From the records below, select every line containing the string "green" and copy each one out. Case is significant.

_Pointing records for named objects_
------------------------------------------------------------

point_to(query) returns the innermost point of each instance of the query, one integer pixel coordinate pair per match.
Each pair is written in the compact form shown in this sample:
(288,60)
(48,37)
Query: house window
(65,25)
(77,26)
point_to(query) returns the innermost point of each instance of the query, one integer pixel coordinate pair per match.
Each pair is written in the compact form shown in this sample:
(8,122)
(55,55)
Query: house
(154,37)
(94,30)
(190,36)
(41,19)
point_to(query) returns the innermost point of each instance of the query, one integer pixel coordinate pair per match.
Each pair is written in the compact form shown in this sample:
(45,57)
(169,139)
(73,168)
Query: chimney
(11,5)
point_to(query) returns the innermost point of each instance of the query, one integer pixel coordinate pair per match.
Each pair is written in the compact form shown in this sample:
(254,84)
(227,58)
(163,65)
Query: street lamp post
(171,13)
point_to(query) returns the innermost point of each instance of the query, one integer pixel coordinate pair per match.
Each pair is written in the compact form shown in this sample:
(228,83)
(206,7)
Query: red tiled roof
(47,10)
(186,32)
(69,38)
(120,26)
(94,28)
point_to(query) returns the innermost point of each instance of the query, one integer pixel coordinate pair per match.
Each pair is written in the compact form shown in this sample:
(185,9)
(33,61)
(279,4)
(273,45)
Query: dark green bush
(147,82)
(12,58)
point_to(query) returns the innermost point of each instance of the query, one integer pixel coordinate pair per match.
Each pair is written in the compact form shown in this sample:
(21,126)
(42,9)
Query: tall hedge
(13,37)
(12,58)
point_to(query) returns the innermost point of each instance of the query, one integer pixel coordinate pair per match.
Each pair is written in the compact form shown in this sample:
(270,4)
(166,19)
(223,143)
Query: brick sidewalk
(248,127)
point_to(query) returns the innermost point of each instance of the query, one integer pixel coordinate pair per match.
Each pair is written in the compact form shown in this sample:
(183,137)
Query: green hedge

------------------------------------------------------------

_EXPECTED ANSWER_
Query: dark green bush
Query: green hedge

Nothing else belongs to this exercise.